Un grande alpinista del passato - Emil
Zsigmondy - parlò in un suo celebre saggio per chi va in montagna[1], di "pericoli
oggettivi" e "pericoli soggettivi". Partendo dal
secondo concetto... c'è poco da dire: la possibilità di farsi male in montagna per
la propria impreparazione tecnica, fisica e/o psicologica è alta. In molte
occasioni questa impreparazione è causa di gravi incidenti, che sarebbero facilmente
prevedibili se si adottassero minime precauzioni di buon senso. Basti ricordare
quei ragazzi polacchi che, qualche anno fa, tentarono di scalare il Cervino con
scarpe da tennis. Forse ci sarebbero anche riusciti, se non fosse arrivato,
all'improvviso, un temporale di quelli che, in quota, si trasforma in neve e
ghiaccio e che provocò per loro seri problemi di congelamento. Quando furono recuperati
dai volontari del Soccorso Alpino, si scusarono per la bravata, ma questo non
evitò loro una salata multa.
Civita. Timpa del Demonio, parete Ovest. (Foto archivio Pisarra) |
Il problema dei "pericoli
oggettivi" è invece una questione più seria. Come tutti sanno, la maggior
parte delle montagne del mondo è il risultato di movimenti geologici, azioni
combinate di vento, freddo, caldo, gelo, pioggia, neve e altri fenomeni
atmosferici. Oggi questa situazione di pericoli “oggettivi” è di gran lunga
migliorata in quanto esistono servizi di previsione dei di tali vari fenomeni
quasi perfetti. Però i rischi restano.

----------------

Obiettivi
a) Secondo il brano sui pericoli in montagna, perché oggi la situazione dei pericoli "oggettivi" è molto migliorata? Rispondi in una o due frasi.
b) Continua il brano sui pericoli in montagna dopo la frase «Però i rischi restano».

Elenco
----------------

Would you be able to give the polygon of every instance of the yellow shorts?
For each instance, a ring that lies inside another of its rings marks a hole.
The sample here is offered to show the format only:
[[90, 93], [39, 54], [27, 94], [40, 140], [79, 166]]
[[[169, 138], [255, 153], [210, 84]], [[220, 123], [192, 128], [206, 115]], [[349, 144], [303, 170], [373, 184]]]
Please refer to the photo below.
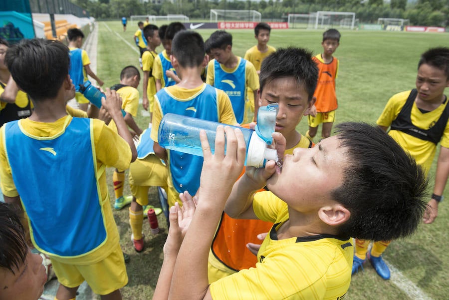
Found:
[[209, 250], [209, 257], [208, 260], [208, 278], [210, 285], [219, 279], [232, 275], [236, 273], [234, 270], [225, 266], [215, 257], [212, 250]]
[[311, 127], [317, 127], [322, 123], [332, 123], [335, 119], [335, 111], [329, 112], [317, 112], [316, 117], [309, 115], [307, 119], [309, 126]]
[[75, 99], [76, 99], [76, 102], [81, 104], [88, 103], [89, 102], [89, 100], [84, 97], [84, 95], [79, 92], [75, 93]]
[[118, 243], [109, 256], [96, 264], [68, 265], [51, 260], [58, 281], [67, 288], [76, 288], [85, 280], [94, 293], [106, 295], [128, 283], [123, 253]]
[[160, 186], [166, 190], [168, 170], [155, 154], [136, 159], [129, 166], [129, 186], [140, 205], [148, 204], [148, 189]]

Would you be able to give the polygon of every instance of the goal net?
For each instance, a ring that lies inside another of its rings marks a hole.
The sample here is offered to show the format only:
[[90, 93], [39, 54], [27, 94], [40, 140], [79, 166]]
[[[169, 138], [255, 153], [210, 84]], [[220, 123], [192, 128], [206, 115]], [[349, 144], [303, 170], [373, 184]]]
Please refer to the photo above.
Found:
[[289, 13], [287, 20], [288, 28], [307, 28], [310, 17], [308, 13]]
[[167, 14], [167, 15], [132, 15], [131, 16], [131, 24], [134, 24], [133, 21], [136, 24], [139, 21], [144, 22], [148, 18], [148, 21], [153, 24], [158, 21], [167, 21], [169, 22], [188, 22], [189, 17], [184, 14]]
[[355, 12], [317, 11], [309, 13], [308, 28], [347, 28], [354, 29]]
[[211, 9], [211, 21], [247, 21], [260, 22], [262, 14], [254, 10]]
[[382, 25], [384, 29], [385, 29], [388, 26], [400, 26], [403, 28], [404, 26], [409, 25], [409, 19], [380, 17], [377, 19], [377, 23]]

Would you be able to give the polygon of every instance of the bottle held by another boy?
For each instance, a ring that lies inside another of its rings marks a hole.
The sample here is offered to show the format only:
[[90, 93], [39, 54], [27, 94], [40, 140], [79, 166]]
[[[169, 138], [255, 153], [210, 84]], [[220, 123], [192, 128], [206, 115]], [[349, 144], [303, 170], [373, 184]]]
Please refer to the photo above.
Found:
[[[86, 99], [98, 108], [101, 108], [101, 97], [104, 97], [106, 99], [106, 95], [94, 86], [89, 80], [86, 80], [84, 83], [79, 85], [79, 91], [84, 95]], [[122, 109], [122, 114], [124, 117], [126, 112]]]
[[254, 130], [168, 113], [161, 121], [158, 140], [159, 145], [166, 149], [203, 156], [200, 141], [202, 130], [206, 131], [213, 153], [218, 126], [238, 128], [243, 133], [246, 144], [245, 165], [263, 167], [268, 160], [278, 161], [276, 150], [267, 147], [272, 143], [271, 134], [274, 132], [278, 109], [277, 103], [260, 107], [257, 115], [259, 122]]

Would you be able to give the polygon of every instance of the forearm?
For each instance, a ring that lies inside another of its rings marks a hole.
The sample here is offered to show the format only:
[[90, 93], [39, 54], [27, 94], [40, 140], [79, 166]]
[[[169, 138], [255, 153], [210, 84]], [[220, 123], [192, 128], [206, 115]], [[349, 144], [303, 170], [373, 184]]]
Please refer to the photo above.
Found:
[[252, 211], [253, 197], [255, 192], [261, 187], [243, 175], [232, 187], [224, 206], [224, 212], [234, 219], [253, 219], [255, 215]]
[[[224, 201], [201, 195], [199, 204], [178, 254], [170, 289], [170, 299], [203, 299], [209, 290], [208, 258]], [[188, 259], [186, 259], [188, 258]], [[186, 274], [189, 274], [186, 276]]]
[[254, 93], [254, 119], [253, 120], [257, 122], [257, 112], [259, 111], [259, 96], [257, 90], [253, 91], [253, 93]]
[[164, 256], [164, 261], [162, 263], [161, 272], [159, 272], [158, 283], [156, 284], [154, 293], [153, 294], [153, 300], [167, 300], [168, 299], [176, 262], [176, 256]]
[[131, 136], [129, 130], [128, 130], [128, 126], [125, 122], [125, 119], [123, 118], [122, 112], [121, 111], [114, 111], [112, 113], [109, 112], [115, 125], [117, 126], [117, 132], [122, 138], [128, 143], [131, 150], [132, 157], [131, 162], [136, 160], [137, 157], [137, 151], [136, 150], [136, 146], [134, 145], [134, 142], [133, 140], [133, 137]]
[[125, 122], [129, 128], [137, 134], [137, 135], [140, 135], [141, 133], [142, 133], [142, 129], [136, 124], [134, 119], [129, 112], [127, 112], [125, 115]]

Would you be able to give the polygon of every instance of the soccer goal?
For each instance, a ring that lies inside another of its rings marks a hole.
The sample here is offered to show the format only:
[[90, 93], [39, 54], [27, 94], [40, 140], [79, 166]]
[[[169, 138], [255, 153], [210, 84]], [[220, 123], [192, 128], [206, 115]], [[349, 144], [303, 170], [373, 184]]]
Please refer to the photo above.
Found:
[[189, 17], [184, 14], [167, 14], [167, 15], [132, 15], [131, 16], [131, 24], [134, 25], [133, 21], [136, 24], [139, 21], [144, 22], [148, 18], [148, 21], [153, 24], [158, 21], [167, 21], [169, 22], [188, 22]]
[[354, 28], [355, 12], [319, 11], [309, 15], [309, 28]]
[[380, 17], [377, 19], [377, 23], [382, 25], [384, 29], [388, 26], [400, 26], [401, 28], [403, 28], [404, 26], [409, 25], [409, 19]]
[[308, 13], [289, 13], [287, 20], [288, 28], [307, 28], [310, 17]]
[[211, 9], [211, 21], [247, 21], [260, 22], [262, 14], [254, 10]]
[[145, 22], [147, 19], [147, 18], [149, 17], [149, 15], [132, 15], [130, 19], [131, 24], [131, 25], [133, 25], [135, 23], [137, 25], [139, 21]]

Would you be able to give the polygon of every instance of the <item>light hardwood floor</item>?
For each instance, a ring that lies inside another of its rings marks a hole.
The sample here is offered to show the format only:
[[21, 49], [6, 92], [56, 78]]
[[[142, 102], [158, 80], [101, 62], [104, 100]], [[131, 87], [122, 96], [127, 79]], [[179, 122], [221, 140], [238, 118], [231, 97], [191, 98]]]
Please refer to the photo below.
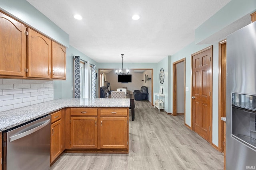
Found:
[[158, 113], [147, 101], [135, 106], [129, 154], [65, 153], [50, 170], [223, 169], [223, 153], [186, 127], [184, 116]]

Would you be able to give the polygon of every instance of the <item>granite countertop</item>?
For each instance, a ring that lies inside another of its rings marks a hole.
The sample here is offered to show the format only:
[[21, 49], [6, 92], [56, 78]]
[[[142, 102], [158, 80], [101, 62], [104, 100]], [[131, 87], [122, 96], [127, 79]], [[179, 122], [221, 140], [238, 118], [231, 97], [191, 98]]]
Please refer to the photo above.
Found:
[[226, 121], [226, 117], [221, 117], [221, 120]]
[[58, 99], [0, 112], [0, 132], [68, 107], [128, 107], [130, 99]]

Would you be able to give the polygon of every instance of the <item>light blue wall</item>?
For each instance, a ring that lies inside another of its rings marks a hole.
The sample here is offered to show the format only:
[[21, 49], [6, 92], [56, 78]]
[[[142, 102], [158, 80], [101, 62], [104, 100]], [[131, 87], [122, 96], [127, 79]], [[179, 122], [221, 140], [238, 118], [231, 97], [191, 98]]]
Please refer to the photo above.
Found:
[[[74, 58], [75, 56], [80, 56], [80, 58], [85, 61], [88, 61], [90, 64], [95, 64], [98, 69], [97, 62], [92, 60], [88, 56], [71, 46], [66, 49], [66, 80], [54, 80], [53, 81], [54, 99], [59, 98], [68, 99], [74, 98], [74, 91], [71, 90], [74, 87]], [[97, 80], [98, 80], [98, 79]], [[98, 89], [98, 83], [96, 81], [96, 89]], [[98, 93], [96, 92], [98, 97]]]
[[207, 38], [238, 19], [254, 12], [255, 0], [232, 0], [207, 20], [195, 31], [196, 44]]
[[[231, 23], [233, 22], [246, 14], [249, 15], [256, 9], [255, 0], [232, 0], [223, 8], [218, 12], [209, 20], [200, 26], [196, 31], [196, 41], [188, 45], [181, 50], [171, 56], [168, 61], [169, 66], [172, 70], [172, 64], [182, 58], [186, 58], [186, 87], [189, 91], [186, 92], [186, 119], [185, 123], [191, 126], [191, 57], [192, 54], [201, 50], [211, 45], [213, 45], [212, 59], [212, 143], [218, 146], [218, 54], [219, 41], [225, 39], [223, 37], [217, 42], [213, 42], [211, 44], [196, 45], [198, 42], [214, 34]], [[234, 14], [235, 13], [235, 14]], [[222, 16], [223, 17], [221, 17]], [[170, 80], [173, 79], [173, 75], [169, 75]], [[171, 83], [171, 89], [169, 92], [169, 100], [172, 99], [173, 83]], [[171, 103], [172, 105], [172, 103]], [[172, 111], [172, 106], [170, 111]]]
[[[169, 100], [168, 96], [170, 95], [170, 92], [169, 91], [170, 85], [169, 84], [169, 74], [171, 72], [170, 72], [168, 67], [168, 56], [166, 57], [164, 59], [160, 61], [157, 63], [157, 69], [156, 70], [156, 76], [154, 76], [154, 83], [156, 86], [156, 89], [154, 90], [154, 92], [158, 93], [160, 86], [163, 86], [163, 94], [165, 94], [165, 107], [166, 111], [168, 113], [171, 113], [170, 108], [171, 108], [172, 104], [171, 104], [171, 100]], [[164, 83], [161, 84], [160, 83], [159, 79], [159, 73], [161, 68], [163, 68], [164, 71]]]
[[1, 0], [0, 9], [63, 45], [69, 46], [69, 35], [26, 0]]

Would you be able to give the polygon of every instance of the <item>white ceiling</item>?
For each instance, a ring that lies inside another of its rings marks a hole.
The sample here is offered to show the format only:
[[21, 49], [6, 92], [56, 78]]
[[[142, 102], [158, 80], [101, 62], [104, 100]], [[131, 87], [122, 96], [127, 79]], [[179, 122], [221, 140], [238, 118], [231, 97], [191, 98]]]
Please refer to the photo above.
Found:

----------------

Risposte scritte
a) La situazione è molto migliorata perché oggi esistono servizi di previsione quasi perfetti per i fenomeni atmosferici. I rischi, però, restano.

b)
Le frane, gli smottamenti avvengono
in tutte le montagne del mondo. Soprattutto sulle pareti molto esposte ad un
versante. In questo caso non si può far niente, bisogna solo cercare di essere
previdenti ed evitare di frequentare questi luoghi quando le indicazioni dei
vari servizi meteo o valanghe o altro lanciano allarmi di pericolo. Tutto qui.
Non si possono imbrigliare le
montagne solo perché cascano quattro pietre, né tantomeno non fare niente in altri
punti dove un costone è stato ingabbiato con reti e funi ed è in evidente stato
di insofferenza. Un giorno, proprio a causa dei "pericoli oggettivi",
questo esploderà, lanciando a decine di metri di distanza sassi, cosicché reti
e funi di tenuta diventeranno vere e proprie fruste d'acciaio lanciate nell’
aria e ...povero colui che si troverà a passare in quel momento!
Emil Zsigmondy, alpinista austriaco. (Foto da internet) |
Questo "pericolo oggettivo"
possiamo neutralizzarlo se provvediamo per tempo a svuotare le reti, a
rimettere in tensione le corde, a sostituire le maglie sofferenti, a rivedere i
chiodi di tenuta. Una manutenzione questa con la quale possiamo ridurre (certo non
azzerare) il "pericolo oggettivo" e renderlo, quanto più possibile, innocuo.
Voglio qui ricordare come in Italia, esista un museo che è fatto in gran parte
di camminamenti su passerelle di ferro, che, con largo anticipo e grazie al servizio
di previsioni meteo, viene chiuso ai visitatori se le condizioni del tempo
volgono al peggio.
Ci vuole tanto? Forse è il momento di
ripensare (o rivedere) il concetto di "Sicurezza" anche in altre
parti del nostro bel Paese, altrimenti moriremo per eccesso di Sicurezza!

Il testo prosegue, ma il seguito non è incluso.